● SELECTED TEXT:
[geeks] Sun to adopt newest Intel Xeon chips for upcoming servers (link)

Charles Shannon Hendrix shannon at widomaker.com
Tue Jan 23 19:47:07 CST 2007


Tue, 23 Jan 2007 @ 14:41 -0500, Patrick Giagnocavo said:

> Amazingly however, I have found a challenge with non-Sun memory in the 
> V20z, even though the same RAM works in HP and IBM systems.  I would 
> have thought that the memory controller being integrated would mean 
> that the same RAM would work with every Opteron.

Assuming all three systems are fairly close in architecture, there is no
reason for the memory to fail in one and work in two others with AMD
CPUs.  They all must be nearly identical since the CPU dictates the
design of the memory bus.

DIMMs have a SPD ROM which tells the system what memory timing to use.
If the timing is too aggressive for a Sun, that would cause problems for
you.

● GIVEN TASK 1:
Sum up the forum post above in two sentences.
● GIVEN TASK 2:
Please set down the forum post word for word, between "Tue, 23 Jan" and "with every Opteron.", inclusive.
● GIVEN TASK 3:
According to the forum post, what does the SPD ROM on DIMMs tell the system?

● INFORMATION SUPPLIED:
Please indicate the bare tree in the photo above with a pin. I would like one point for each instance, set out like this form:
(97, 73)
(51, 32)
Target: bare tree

● FINISHED ANSWER 1:
Patrick Giagnocavo is quoted as having trouble with non-Sun memory in a V20z, even though the same RAM works in HP and IBM systems. The reply says similar AMD systems should not differ because the CPU dictates the memory bus design, and suggests that SPD ROM timing too aggressive for a Sun could cause the problem.

● FINISHED ANSWER 2:
Tue, 23 Jan 2007 @ 14:41 -0500, Patrick Giagnocavo said:

> Amazingly however, I have found a challenge with non-Sun memory in the 
> V20z, even though the same RAM works in HP and IBM systems.  I would 
> have thought that the memory controller being integrated would mean 
> that the same RAM would work with every Opteron.

● FINISHED ANSWER 3:
What memory timing to use.